Print the full listing below exactly, keeping every character as it stands.
··· Material for the task ···
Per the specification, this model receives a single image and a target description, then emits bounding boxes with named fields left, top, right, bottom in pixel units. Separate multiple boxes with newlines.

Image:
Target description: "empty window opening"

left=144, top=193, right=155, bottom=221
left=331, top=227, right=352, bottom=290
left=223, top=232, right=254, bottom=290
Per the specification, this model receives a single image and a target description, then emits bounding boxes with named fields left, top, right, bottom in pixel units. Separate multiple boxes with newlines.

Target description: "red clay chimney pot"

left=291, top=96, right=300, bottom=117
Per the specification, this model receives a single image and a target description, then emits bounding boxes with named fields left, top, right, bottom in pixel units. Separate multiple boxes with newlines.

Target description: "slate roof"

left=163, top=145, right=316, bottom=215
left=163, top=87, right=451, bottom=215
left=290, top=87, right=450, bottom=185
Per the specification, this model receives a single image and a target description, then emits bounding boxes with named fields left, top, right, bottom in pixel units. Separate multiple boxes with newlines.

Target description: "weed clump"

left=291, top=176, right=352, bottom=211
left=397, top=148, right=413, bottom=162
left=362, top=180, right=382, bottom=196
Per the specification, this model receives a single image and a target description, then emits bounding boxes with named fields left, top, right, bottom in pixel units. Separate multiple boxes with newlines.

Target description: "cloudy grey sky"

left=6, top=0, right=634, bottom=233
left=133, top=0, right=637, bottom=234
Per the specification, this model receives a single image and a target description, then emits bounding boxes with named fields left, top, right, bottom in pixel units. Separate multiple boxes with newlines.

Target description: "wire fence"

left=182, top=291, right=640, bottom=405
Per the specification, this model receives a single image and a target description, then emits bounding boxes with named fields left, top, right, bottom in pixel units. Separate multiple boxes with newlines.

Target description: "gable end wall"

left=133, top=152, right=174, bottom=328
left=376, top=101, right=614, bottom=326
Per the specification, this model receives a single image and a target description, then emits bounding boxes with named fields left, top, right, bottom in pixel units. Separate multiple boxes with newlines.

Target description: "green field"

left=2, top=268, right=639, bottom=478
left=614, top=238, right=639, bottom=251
···
*Answer box*.
Per the specification, this model receives a single image and a target description, then emits bounding boxes with named fields left, top, right, bottom in pixel units. Separate multiple boxes with newlines.

Image:
Target description: "empty window opening"

left=144, top=193, right=155, bottom=221
left=331, top=227, right=352, bottom=290
left=223, top=232, right=254, bottom=290
Per the specification, this model receives a single image and a target description, then emits bounding boxes with named fields left, top, right, bottom in pixel units. Separate multiple boxes with newlines.

Target description: "red clay chimney pot"

left=291, top=96, right=300, bottom=117
Per the specification, this model receives a single image and a target description, then emits bounding boxes with named fields left, top, right, bottom in pixel units. Separate multiple boxes with newlines.

Target description: "slate roof"

left=163, top=145, right=316, bottom=215
left=163, top=87, right=451, bottom=215
left=290, top=87, right=450, bottom=185
Per the specification, this model receives a single image and a target description, then emits bounding boxes with named fields left, top, right, bottom in pixel units. Separate multiple boxes with newlines.

Target description: "weed clump"

left=291, top=176, right=352, bottom=211
left=397, top=148, right=413, bottom=162
left=362, top=180, right=382, bottom=196
Per the specification, this model receives a single image and a target description, then emits bounding boxes with named fields left, top, right, bottom in pixel units. Separate multiple boxes with newlines.

Target description: "cloudy grey sky"

left=6, top=0, right=634, bottom=233
left=133, top=0, right=637, bottom=234
Per the specification, this model receives a single image and a target description, then emits bounding boxes with named fields left, top, right, bottom in pixel units. Separate multiple boxes with newlines.

Target description: "wire fence"

left=182, top=291, right=640, bottom=405
Per the specification, this model receives a single image and a target description, then emits bounding boxes with named fields left, top, right, bottom in pixel units. Separate multiple boxes with newlines.

Target description: "gable end wall"

left=133, top=152, right=174, bottom=328
left=376, top=101, right=614, bottom=326
Per the specification, this model receives a single image and a target description, then emits bounding boxes with named fields left, top, right, bottom in pixel units. Separate multiple boxes with newlines.

Target description: "green field"

left=2, top=268, right=639, bottom=478
left=614, top=238, right=639, bottom=251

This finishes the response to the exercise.